(Yönerge):
Aşağıdaki avukat tanıklıklarından oluşan metnin tamamını hiçbir değişiklik yapmadan yeniden verir misin?

(Gösterilen metin):

*****

“Olay sonrası Uludere’ye ilk giden ekip içindeydim. Cesetlerin görüntüsü çok sarsıcıydı ama o an sağlam durmak ve ne olduğunu anlamak mecburiyetindeydik. Bir süre olay yerini böyle bir ruh haliyle inceledik. Nasıl bir dehşetle karşı karşıya olduğumuzu parçalanmış ve başı ilerilere fırlamış atı görünce iyice anladım. Gözleri hala açıktı. O anı unutamıyorum. Onu ve ayağından sakatlanmış ama hala olay yerinde sahibini arayan atı..” (Güneydoğu’dan bir avukat)
“Çok sayıda kayıp ve faili meçhul vakasını, davasını izledim, izliyorum. Olayın içindeyken duygularınızı bastırıyorsunuz. Dehşet hikayeler içindeydim ama mesela ağlayamıyordum. Sonra rüyalarımda ağlamaya başladım. Gün içinde ağlamıyordum ama rüyamda kendimi ağlarken görüyordum.” (Veysel Vesek, Avukat, Şırnak)
“Uğur Kaymaz’ın otopsisi çok sarsıcıydı. Girmeden önce çok düşündüm, kaldırabilir miyim diye. Ama sonra şunu söyledim kendime. Bizden biri orada olmalıydı. Otopsiye bunu düşünerek girdim” (Erdal Kuzu, Avukat, Mardin)
“Çok sayıda otopsiye girdim. Ama 2000’deki Bayrampaşa baskını sonrasında girdiğim otopsi, son oldu. Artık giremiyorum..” (Gülizar Tuncer, Avukat, İstanbul)

*****

(Veri listesi):
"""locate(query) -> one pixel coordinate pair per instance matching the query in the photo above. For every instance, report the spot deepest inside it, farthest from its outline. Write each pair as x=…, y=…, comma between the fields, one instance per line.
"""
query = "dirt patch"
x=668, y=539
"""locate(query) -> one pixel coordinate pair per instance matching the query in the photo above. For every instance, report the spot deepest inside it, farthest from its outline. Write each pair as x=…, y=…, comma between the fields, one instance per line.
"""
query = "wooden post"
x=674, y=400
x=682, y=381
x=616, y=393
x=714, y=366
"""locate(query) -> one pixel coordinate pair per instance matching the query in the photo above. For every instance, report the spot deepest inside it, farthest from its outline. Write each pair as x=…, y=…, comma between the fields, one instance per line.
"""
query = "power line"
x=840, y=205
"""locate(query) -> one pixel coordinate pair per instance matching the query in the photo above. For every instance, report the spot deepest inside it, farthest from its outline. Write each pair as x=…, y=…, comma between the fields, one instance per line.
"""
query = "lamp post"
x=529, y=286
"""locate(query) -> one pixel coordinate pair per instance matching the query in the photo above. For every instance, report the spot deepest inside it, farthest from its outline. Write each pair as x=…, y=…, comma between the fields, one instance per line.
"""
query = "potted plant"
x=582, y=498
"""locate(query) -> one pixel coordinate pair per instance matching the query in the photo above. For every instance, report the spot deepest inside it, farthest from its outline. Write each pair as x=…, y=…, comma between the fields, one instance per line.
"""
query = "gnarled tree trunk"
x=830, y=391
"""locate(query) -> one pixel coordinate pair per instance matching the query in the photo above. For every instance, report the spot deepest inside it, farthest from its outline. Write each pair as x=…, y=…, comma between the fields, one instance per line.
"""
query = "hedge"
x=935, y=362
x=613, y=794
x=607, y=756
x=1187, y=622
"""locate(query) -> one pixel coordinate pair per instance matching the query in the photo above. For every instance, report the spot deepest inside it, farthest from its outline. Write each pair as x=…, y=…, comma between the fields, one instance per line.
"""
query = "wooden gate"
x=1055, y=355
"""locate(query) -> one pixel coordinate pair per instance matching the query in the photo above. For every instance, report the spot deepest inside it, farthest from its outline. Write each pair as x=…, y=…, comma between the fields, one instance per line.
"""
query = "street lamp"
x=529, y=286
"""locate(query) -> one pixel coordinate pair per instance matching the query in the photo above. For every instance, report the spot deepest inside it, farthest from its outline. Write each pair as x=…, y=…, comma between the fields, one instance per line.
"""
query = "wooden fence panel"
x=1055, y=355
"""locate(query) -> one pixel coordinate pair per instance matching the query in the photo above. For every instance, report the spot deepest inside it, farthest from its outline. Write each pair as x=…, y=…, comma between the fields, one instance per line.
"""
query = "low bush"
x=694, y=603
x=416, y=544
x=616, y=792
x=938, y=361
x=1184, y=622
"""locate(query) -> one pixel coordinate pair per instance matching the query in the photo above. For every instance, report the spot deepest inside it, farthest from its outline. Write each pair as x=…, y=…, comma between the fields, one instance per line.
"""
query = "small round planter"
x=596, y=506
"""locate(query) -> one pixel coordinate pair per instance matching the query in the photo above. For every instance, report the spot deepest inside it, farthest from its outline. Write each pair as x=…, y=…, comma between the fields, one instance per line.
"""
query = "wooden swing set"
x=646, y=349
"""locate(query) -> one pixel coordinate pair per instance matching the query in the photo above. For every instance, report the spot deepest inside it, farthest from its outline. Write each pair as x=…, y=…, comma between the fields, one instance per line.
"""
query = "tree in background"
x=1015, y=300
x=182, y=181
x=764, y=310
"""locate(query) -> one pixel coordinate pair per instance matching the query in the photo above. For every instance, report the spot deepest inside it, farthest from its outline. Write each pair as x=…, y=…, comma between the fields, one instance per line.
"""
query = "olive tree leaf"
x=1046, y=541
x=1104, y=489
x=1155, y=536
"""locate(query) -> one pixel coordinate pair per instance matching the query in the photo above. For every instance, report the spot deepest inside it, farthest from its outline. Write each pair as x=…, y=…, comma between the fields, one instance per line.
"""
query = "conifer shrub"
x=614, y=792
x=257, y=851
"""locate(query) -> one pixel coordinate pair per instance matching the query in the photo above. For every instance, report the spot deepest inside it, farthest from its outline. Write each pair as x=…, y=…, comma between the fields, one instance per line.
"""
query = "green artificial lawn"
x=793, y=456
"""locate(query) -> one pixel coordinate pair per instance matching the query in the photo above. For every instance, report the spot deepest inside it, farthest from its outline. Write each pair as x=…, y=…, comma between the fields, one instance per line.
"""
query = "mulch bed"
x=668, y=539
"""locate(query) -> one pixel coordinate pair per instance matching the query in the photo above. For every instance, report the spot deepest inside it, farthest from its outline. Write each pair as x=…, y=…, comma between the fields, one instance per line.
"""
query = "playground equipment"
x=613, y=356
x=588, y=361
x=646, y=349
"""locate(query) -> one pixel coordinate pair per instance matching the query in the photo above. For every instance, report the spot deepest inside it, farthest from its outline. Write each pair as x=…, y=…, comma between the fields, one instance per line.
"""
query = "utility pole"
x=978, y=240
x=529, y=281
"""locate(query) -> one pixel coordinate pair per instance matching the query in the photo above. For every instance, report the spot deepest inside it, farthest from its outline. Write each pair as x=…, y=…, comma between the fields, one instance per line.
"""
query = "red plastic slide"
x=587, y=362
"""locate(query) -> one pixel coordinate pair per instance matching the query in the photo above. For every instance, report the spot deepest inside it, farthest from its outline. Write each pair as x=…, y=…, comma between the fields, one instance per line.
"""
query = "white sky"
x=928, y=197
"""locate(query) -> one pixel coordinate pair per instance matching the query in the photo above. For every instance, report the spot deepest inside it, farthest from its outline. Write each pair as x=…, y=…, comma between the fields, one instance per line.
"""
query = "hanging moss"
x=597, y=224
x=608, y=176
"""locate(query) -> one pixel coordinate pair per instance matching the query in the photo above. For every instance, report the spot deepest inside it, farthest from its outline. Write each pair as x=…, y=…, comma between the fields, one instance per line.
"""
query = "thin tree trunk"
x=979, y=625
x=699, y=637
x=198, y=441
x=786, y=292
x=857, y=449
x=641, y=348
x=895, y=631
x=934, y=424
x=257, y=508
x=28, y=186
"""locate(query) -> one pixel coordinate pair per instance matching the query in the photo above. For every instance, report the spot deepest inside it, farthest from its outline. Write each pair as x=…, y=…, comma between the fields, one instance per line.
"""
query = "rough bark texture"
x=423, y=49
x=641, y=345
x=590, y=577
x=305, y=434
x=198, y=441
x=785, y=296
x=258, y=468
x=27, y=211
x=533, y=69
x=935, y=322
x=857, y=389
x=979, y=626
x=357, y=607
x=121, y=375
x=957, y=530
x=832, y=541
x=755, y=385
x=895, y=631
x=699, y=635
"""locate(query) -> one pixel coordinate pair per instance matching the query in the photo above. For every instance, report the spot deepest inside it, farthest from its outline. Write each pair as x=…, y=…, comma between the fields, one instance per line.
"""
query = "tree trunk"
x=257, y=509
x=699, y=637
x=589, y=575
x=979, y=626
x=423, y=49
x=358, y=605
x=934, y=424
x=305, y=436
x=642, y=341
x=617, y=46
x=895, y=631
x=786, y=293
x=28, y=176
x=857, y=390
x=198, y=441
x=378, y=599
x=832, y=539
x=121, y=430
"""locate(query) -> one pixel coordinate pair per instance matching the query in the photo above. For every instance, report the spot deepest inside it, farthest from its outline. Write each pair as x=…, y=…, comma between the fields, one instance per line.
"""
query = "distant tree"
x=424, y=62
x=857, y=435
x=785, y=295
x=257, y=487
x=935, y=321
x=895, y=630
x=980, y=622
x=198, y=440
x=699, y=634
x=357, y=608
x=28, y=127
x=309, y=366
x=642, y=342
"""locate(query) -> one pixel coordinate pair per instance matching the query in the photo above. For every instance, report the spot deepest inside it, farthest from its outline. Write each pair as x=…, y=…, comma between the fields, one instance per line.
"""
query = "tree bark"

*****

(Görevin yanıtı):
“Olay sonrası Uludere’ye ilk giden ekip içindeydim. Cesetlerin görüntüsü çok sarsıcıydı ama o an sağlam durmak ve ne olduğunu anlamak mecburiyetindeydik. Bir süre olay yerini böyle bir ruh haliyle inceledik. Nasıl bir dehşetle karşı karşıya olduğumuzu parçalanmış ve başı ilerilere fırlamış atı görünce iyice anladım. Gözleri hala açıktı. O anı unutamıyorum. Onu ve ayağından sakatlanmış ama hala olay yerinde sahibini arayan atı..” (Güneydoğu’dan bir avukat)
“Çok sayıda kayıp ve faili meçhul vakasını, davasını izledim, izliyorum. Olayın içindeyken duygularınızı bastırıyorsunuz. Dehşet hikayeler içindeydim ama mesela ağlayamıyordum. Sonra rüyalarımda ağlamaya başladım. Gün içinde ağlamıyordum ama rüyamda kendimi ağlarken görüyordum.” (Veysel Vesek, Avukat, Şırnak)
“Uğur Kaymaz’ın otopsisi çok sarsıcıydı. Girmeden önce çok düşündüm, kaldırabilir miyim diye. Ama sonra şunu söyledim kendime. Bizden biri orada olmalıydı. Otopsiye bunu düşünerek girdim” (Erdal Kuzu, Avukat, Mardin)
“Çok sayıda otopsiye girdim. Ama 2000’deki Bayrampaşa baskını sonrasında girdiğim otopsi, son oldu. Artık giremiyorum..” (Gülizar Tuncer, Avukat, İstanbul)